# Opdrachten
a - Leg in één tot drie zinnen uit wanneer volgens het artikel over de EG-verklaring een certificaat van een aangemelde instantie nodig is.
b - Vanaf welke datum geldt het artikel over de EG-verklaring?
c - Ga verder met het artikel over de EG-verklaring, te beginnen na de laatste zin die er staat.

─── Tekstfragment ───

Einde inhoudsopgave
Regeling interoperabiliteit en veiligheid spoorwegen
Artikel 2 Voorwaarden voor het afgeven van een EG-verklaring van conformiteit of geschiktheid voor gebruik
Geldend
Geldend vanaf 16-06-2019
- Bronpublicatie:
04-06-2019, Stcrt. 2019, 30931 (uitgifte: 13-06-2019, regelingnummer: IENW/BSK- 2019/122715)
- Inwerkingtreding
16-06-2019
- Bronpublicatie inwerkingtreding:
04-06-2019, Stcrt. 2019, 30931 (uitgifte: 13-06-2019, regelingnummer: IENW/BSK- 2019/122715)
- Vakgebied(en)
Vervoersrecht / Railvervoer
1.
Een EG-verklaring van conformiteit of geschiktheid voor gebruik wordt afgegeven indien:
- a.
de interoperabiliteitsonderdelen voldoen aan de daaraan in de toepasselijke TSI gestelde eisen; en
- b.
de conformiteit of geschiktheid voor gebruik blijkt uit een certificaat van een aangemelde instantie, indien een toepasselijke TSI een dergelijke toetsing voorschrijft.

─── Aangeleverde gegevens ───

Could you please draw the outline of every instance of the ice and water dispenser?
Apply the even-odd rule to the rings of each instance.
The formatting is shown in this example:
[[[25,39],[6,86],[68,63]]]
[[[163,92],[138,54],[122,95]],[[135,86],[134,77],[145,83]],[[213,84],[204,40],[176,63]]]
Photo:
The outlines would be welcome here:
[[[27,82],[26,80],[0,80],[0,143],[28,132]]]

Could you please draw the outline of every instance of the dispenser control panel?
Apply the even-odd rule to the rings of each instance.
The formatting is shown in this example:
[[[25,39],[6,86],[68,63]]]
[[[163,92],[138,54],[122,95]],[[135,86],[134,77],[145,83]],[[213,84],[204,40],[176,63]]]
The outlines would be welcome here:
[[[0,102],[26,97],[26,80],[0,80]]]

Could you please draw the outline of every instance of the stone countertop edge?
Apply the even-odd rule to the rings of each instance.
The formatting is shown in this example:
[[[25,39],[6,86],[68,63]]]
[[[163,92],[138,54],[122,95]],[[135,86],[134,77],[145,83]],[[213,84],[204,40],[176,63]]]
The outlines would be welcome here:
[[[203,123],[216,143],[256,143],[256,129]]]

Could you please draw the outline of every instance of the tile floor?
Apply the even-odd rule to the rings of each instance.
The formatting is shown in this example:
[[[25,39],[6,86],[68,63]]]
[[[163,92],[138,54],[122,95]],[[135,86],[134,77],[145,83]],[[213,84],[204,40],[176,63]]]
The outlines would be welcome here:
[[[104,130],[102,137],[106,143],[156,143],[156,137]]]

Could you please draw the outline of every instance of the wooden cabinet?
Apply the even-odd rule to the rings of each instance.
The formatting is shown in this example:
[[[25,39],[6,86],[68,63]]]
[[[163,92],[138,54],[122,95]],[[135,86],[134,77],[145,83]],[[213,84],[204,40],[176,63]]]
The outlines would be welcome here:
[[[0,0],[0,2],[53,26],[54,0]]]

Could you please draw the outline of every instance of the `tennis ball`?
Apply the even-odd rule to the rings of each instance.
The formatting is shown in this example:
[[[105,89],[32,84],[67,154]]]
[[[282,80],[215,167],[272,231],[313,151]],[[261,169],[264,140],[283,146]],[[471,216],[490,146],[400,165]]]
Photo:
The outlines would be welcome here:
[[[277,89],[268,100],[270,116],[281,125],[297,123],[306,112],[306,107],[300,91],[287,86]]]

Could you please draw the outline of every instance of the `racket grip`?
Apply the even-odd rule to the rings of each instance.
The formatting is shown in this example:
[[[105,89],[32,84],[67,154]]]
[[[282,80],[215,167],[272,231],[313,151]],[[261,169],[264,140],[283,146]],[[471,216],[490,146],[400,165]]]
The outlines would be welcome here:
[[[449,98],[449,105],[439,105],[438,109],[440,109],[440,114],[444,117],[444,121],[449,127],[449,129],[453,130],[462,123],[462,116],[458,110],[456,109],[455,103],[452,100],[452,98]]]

───

# Verwachte antwoorden
a - Een certificaat van een aangemelde instantie is nodig als een toepasselijke TSI zo'n toetsing voorschrijft. In dat geval moet de conformiteit of geschiktheid voor gebruik uit dat certificaat blijken voordat de EG-verklaring wordt afgegeven.

b - Vanaf 16-06-2019.

c -
2.
In afwijking van het eerste lid kan een EG-verklaring van conformiteit of geschiktheid voor gebruik ook worden opgesteld indien:
- a.
het Europees Spoorwegbureau ten aanzien van de toepasselijke TSI een advies als bedoeld in artikel 6, derde lid, van de interoperabiliteitsrichtlijn heeft vastgesteld;
- b.
het interoperabiliteitsonderdeel voldoet aan de eisen opgenomen in het advies, bedoeld in onderdeel a; en
- c.
nog geen herziene TSI is vastgesteld.